TEXTE FOURNI
Ce dernier déplore que le manque d'aisance de Blessing n'ait pas été suffisamment pris au sérieux par son professeur, qui estimait même que Blessing se débrouillait plutôt bien. Pour le coroner Normandin, cet «écart important qui existe entre l'appréciation des qualités de nageur de Blessing faite par ses camarades et celle faite par le professeur est, pour le moins, préoccupant». 

Un professeur qui manque de formation

Dans son rapport, le coroner note que le professeur remplaçant n'avait pas complété les heures de formation nécessaires en natation dans le cadre de son baccalauréat. C'est pourquoi une sauveteuse l'accompagnait et avait élaboré avec lui le plan de cours. «De facto, celle-ci devient en quelque sorte instructrice et ne peut plus assurer adéquatement la surveillance des nageurs puisqu'elle est affectée à d'autres tâches que la surveillance stricte», est-il écrit dans le rapport du coroner. 

À 9h15, lorsque le cour de natation se termine, le professeur et la sauveteuse effectuent un balayage visuel à partir de la partie peu profonde de la piscine, sans rien remarquer d'anormal.

EXTRAITS DE DONNÉES
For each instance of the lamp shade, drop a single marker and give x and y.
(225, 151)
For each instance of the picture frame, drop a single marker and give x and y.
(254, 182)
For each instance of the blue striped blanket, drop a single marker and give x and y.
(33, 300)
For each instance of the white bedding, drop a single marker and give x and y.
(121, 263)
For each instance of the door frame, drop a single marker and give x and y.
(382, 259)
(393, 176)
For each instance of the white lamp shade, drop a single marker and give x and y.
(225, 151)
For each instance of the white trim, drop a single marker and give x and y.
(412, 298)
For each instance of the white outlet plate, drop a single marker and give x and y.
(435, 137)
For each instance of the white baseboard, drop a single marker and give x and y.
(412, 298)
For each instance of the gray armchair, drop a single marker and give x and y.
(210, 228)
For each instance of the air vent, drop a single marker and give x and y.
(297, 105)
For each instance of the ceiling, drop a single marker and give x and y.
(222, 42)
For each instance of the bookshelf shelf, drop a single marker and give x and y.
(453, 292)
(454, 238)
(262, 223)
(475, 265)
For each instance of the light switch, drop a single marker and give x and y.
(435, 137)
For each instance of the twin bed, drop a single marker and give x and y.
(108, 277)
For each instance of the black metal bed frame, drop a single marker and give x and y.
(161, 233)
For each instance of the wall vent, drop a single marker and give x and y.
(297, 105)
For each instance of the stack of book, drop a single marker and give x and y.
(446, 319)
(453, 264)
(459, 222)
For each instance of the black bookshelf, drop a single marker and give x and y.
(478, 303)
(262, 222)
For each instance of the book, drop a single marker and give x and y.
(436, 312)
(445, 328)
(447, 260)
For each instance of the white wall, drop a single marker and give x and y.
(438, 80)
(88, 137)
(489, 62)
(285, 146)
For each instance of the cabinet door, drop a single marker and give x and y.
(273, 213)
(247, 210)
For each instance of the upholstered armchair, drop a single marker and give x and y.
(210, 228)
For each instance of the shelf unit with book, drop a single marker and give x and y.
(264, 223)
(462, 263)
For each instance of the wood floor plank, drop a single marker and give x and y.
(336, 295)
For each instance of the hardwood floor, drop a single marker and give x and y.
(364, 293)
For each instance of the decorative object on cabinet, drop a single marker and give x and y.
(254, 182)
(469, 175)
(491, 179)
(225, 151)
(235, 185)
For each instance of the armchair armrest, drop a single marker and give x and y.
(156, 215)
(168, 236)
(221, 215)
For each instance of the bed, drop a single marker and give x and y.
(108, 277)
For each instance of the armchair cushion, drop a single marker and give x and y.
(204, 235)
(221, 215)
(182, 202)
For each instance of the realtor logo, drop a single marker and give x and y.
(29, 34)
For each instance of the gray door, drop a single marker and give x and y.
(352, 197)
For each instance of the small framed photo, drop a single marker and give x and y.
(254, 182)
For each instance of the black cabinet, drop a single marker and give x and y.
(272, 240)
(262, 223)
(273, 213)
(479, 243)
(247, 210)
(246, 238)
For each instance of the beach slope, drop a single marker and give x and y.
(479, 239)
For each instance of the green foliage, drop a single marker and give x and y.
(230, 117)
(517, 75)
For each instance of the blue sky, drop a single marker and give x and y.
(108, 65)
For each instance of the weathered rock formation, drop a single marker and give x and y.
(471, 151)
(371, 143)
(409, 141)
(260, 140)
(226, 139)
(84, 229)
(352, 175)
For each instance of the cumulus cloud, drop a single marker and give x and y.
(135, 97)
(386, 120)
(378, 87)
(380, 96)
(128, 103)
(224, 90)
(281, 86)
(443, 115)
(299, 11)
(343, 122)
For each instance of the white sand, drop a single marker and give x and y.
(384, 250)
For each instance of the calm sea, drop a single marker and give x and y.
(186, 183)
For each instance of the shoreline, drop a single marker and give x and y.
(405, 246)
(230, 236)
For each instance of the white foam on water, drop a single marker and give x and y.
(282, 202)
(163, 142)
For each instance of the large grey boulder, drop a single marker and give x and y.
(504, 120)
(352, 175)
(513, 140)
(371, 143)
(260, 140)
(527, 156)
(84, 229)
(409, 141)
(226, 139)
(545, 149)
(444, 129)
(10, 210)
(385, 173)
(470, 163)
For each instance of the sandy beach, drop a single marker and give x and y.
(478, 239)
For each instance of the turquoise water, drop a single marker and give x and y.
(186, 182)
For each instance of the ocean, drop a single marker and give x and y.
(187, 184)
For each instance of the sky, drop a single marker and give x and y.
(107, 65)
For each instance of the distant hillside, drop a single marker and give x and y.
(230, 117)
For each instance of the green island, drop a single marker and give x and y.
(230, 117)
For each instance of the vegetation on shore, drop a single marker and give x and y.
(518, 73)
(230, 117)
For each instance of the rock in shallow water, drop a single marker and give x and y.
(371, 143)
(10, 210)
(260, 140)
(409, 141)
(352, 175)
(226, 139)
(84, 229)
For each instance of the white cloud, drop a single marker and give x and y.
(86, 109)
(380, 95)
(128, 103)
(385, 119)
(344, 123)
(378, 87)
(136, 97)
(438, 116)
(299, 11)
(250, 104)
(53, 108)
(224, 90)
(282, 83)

--

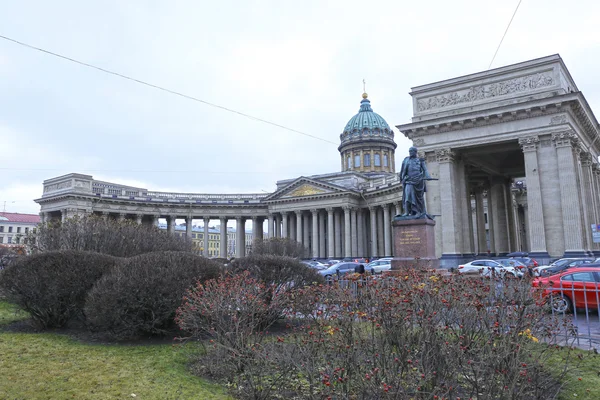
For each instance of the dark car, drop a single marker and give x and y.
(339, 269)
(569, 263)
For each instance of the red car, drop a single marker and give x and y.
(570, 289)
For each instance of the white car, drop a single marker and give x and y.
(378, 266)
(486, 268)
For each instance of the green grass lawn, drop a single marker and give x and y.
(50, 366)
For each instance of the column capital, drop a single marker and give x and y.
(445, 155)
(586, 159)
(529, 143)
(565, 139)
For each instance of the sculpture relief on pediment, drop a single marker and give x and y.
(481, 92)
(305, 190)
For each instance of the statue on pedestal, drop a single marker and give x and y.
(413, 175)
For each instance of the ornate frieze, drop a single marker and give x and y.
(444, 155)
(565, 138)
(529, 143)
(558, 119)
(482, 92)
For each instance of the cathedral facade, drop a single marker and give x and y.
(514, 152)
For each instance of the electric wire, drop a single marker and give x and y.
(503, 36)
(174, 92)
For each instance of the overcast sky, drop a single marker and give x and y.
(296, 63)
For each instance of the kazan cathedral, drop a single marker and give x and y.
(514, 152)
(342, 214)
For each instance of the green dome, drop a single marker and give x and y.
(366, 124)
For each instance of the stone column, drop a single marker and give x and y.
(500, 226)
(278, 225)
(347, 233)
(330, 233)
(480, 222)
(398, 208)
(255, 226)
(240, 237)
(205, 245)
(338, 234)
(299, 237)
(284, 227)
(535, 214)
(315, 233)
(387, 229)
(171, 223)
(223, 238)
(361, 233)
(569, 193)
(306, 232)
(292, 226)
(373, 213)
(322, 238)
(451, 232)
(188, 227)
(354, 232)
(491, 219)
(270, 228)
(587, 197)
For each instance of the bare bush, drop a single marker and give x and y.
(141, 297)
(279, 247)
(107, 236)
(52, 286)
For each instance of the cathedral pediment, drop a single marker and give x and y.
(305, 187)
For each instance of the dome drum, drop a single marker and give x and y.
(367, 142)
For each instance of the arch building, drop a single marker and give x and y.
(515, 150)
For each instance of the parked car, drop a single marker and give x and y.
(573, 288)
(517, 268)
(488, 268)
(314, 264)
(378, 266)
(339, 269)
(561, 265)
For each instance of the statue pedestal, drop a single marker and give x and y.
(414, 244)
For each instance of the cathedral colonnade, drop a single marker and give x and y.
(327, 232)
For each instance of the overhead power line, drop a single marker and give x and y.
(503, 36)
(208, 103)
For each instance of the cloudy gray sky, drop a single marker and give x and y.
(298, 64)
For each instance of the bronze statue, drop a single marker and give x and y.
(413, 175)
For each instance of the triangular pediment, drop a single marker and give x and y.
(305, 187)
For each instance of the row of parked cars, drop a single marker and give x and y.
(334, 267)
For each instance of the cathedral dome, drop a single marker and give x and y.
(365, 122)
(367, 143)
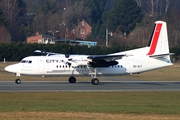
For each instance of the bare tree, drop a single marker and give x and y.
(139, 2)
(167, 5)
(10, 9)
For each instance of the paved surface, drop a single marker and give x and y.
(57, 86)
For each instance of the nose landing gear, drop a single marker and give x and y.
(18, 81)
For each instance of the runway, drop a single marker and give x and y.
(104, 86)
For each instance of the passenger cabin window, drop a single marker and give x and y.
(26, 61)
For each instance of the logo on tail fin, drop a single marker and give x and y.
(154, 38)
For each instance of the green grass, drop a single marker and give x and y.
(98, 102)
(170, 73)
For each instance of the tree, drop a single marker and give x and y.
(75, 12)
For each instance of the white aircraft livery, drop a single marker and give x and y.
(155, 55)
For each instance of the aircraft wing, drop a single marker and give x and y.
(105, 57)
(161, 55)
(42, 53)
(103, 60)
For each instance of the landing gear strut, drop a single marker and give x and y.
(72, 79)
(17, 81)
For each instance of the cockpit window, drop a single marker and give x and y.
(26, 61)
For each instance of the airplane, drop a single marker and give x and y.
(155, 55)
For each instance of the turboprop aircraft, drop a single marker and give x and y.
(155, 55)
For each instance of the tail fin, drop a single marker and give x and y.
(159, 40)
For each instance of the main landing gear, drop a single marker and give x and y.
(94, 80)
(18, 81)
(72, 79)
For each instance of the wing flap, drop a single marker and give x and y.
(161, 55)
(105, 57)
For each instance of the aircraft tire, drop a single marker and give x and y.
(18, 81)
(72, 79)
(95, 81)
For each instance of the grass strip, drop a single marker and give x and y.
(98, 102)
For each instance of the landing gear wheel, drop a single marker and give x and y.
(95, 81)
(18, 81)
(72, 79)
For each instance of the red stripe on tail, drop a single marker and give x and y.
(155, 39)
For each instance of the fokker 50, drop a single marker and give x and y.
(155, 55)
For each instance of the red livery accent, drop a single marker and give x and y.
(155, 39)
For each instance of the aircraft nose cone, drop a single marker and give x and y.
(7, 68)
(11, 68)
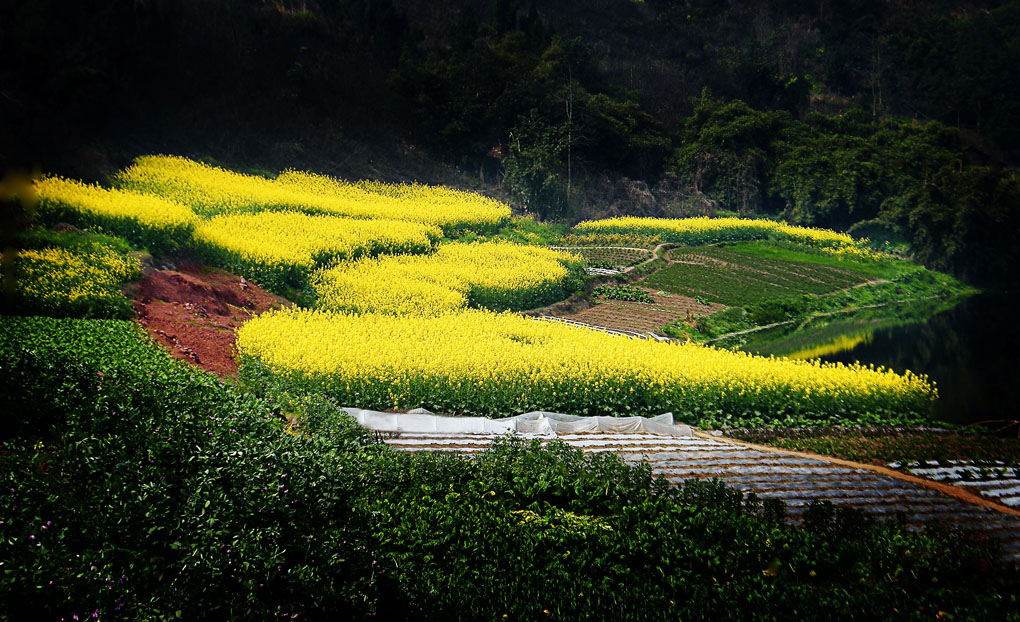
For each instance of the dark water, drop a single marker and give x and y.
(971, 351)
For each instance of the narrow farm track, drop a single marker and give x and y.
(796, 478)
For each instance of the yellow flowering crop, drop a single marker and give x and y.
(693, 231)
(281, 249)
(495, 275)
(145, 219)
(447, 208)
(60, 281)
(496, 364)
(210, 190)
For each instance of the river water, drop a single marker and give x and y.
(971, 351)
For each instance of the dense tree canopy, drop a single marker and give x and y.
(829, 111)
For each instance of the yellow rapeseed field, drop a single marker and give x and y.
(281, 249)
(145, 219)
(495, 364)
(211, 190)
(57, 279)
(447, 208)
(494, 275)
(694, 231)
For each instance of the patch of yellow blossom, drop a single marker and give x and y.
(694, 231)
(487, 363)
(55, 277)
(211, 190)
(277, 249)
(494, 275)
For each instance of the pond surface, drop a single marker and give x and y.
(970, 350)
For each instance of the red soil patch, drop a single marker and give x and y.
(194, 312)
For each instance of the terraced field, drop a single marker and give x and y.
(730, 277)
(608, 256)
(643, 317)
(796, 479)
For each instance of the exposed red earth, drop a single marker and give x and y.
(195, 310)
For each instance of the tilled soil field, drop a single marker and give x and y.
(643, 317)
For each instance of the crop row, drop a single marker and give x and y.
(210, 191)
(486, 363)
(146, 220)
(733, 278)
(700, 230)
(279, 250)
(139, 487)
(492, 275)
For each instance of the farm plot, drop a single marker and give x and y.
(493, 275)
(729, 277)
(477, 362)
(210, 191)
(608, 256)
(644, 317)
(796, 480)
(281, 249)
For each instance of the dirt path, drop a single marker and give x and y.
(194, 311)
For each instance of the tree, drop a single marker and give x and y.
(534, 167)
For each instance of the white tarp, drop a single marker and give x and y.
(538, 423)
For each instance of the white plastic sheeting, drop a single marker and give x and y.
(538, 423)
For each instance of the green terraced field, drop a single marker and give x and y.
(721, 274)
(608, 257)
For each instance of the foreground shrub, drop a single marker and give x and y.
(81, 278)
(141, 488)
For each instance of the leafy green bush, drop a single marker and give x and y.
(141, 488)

CONSIGNE
Indiquez, d'après le texte fourni, ce que le professeur remplaçant n'avait pas complété dans le cadre de son baccalauréat.

VOTRE RÉPONSE
Les heures de formation nécessaires en natation.